== GOAL ==
Put the rows below into a numbered list, from the start of the rows through the line that contains "[343,491,413,613]". Skip blank lines and leave the pictures out.

========

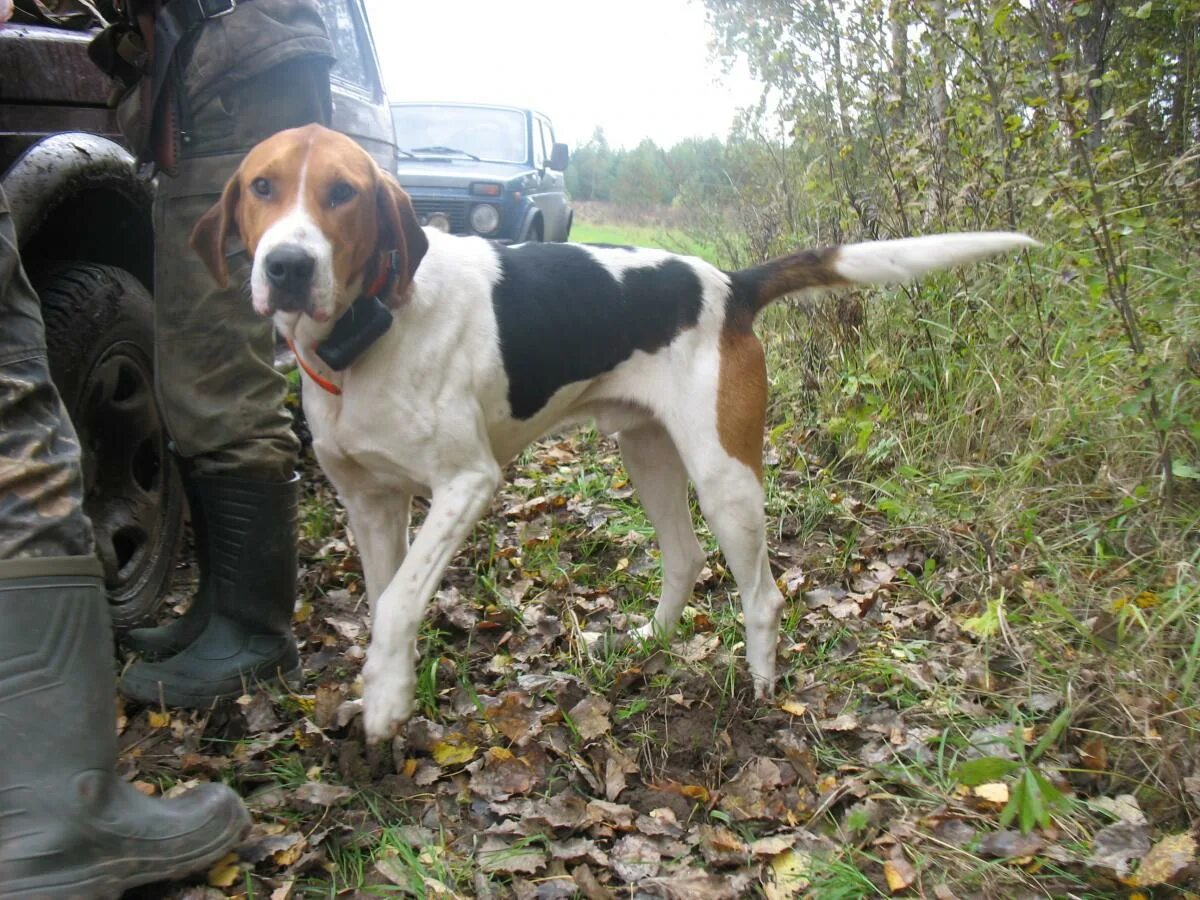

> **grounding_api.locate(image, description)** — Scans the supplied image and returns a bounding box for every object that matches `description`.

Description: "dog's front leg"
[362,462,500,742]
[343,491,413,613]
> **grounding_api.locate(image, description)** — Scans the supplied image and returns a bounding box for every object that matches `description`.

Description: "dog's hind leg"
[362,460,500,742]
[665,329,784,697]
[342,491,412,611]
[682,434,784,698]
[617,422,704,637]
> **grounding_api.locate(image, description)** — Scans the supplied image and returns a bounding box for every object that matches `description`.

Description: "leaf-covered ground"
[119,432,1200,900]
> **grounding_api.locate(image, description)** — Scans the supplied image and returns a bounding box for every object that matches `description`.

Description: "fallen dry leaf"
[762,850,814,900]
[608,834,662,884]
[979,830,1045,859]
[468,746,541,800]
[718,757,784,821]
[883,847,917,894]
[431,731,479,767]
[1088,822,1150,878]
[779,700,809,715]
[971,781,1008,806]
[150,709,170,728]
[295,781,354,806]
[205,853,241,888]
[568,694,612,743]
[475,836,546,875]
[1133,832,1196,888]
[700,824,750,866]
[637,869,752,900]
[484,691,541,745]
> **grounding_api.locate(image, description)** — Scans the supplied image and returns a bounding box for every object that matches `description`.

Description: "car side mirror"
[550,144,570,172]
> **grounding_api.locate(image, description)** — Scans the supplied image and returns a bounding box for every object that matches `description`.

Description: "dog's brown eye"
[329,181,356,206]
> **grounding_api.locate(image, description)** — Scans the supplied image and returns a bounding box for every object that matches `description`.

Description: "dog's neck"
[276,251,400,395]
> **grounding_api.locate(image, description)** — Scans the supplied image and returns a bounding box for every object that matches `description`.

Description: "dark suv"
[0,0,396,628]
[391,103,572,244]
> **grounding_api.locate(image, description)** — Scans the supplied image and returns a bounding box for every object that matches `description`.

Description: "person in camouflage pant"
[121,0,332,708]
[0,181,250,899]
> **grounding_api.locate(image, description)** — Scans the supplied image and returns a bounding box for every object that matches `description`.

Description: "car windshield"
[391,106,527,162]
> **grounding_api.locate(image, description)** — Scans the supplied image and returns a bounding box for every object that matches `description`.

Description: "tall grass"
[568,204,1200,815]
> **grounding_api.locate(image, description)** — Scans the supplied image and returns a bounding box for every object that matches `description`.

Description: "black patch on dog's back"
[492,244,702,419]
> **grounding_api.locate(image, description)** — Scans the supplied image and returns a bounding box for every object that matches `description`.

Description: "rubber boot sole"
[0,806,250,900]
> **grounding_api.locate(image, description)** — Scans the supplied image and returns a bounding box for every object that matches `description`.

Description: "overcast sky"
[366,0,758,148]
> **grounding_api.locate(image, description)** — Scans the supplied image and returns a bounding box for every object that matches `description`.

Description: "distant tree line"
[566,128,728,208]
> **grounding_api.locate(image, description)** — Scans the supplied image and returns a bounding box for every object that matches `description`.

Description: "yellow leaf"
[271,838,307,868]
[433,740,479,766]
[150,712,170,728]
[971,781,1008,806]
[883,857,917,894]
[762,850,812,900]
[208,853,241,888]
[779,700,809,715]
[1133,832,1196,888]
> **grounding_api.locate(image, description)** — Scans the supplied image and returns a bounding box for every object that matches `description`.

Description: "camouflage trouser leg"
[155,60,329,481]
[0,188,92,559]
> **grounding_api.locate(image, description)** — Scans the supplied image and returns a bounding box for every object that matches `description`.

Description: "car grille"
[412,197,467,232]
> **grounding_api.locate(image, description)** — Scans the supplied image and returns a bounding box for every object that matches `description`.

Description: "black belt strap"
[150,0,248,168]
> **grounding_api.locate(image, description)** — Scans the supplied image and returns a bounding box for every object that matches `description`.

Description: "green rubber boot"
[121,466,214,660]
[121,476,300,708]
[0,557,250,900]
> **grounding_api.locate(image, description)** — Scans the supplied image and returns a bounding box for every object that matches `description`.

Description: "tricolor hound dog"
[192,125,1036,740]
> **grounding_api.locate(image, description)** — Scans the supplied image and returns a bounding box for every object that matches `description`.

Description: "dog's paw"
[754,678,775,702]
[362,676,414,744]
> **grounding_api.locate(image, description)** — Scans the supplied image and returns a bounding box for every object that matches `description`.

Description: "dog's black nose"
[263,244,317,302]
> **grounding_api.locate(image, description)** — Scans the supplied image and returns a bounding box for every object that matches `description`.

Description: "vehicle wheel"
[32,263,184,629]
[521,218,542,244]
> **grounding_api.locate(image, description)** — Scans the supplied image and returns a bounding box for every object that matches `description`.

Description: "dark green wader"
[121,58,329,707]
[0,190,250,900]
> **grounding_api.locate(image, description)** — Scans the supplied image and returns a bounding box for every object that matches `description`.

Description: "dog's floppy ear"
[188,172,241,288]
[376,174,430,300]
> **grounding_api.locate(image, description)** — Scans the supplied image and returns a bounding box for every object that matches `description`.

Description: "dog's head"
[191,125,428,323]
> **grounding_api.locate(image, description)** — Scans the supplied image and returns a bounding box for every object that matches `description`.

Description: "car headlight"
[470,203,500,234]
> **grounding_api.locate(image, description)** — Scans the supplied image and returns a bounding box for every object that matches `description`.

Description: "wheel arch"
[4,132,154,292]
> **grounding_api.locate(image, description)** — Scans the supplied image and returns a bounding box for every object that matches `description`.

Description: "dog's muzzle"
[263,244,317,312]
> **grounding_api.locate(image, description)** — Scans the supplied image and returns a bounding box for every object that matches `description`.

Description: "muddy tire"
[32,263,184,630]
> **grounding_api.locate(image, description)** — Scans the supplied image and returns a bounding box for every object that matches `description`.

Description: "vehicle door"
[530,115,566,241]
[319,0,396,173]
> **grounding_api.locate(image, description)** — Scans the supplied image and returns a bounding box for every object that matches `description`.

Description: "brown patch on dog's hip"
[716,323,767,481]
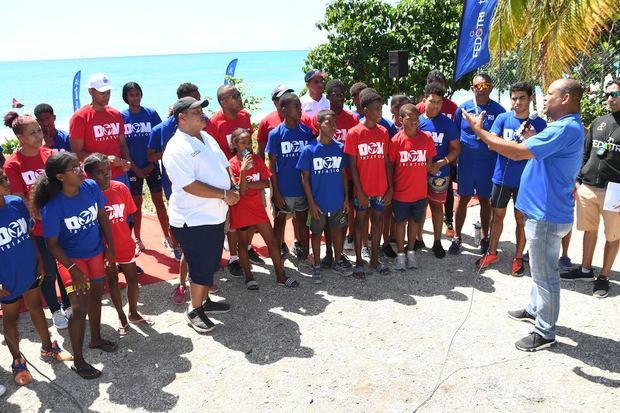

========

== WORKED ANSWER ==
1. > **grounding_api.locate(image, description)** — Scans the supplied image and returns a bounding box for every object that matches `description`.
2. Description: "dog's front leg"
3. [362,462,500,742]
4. [343,491,413,613]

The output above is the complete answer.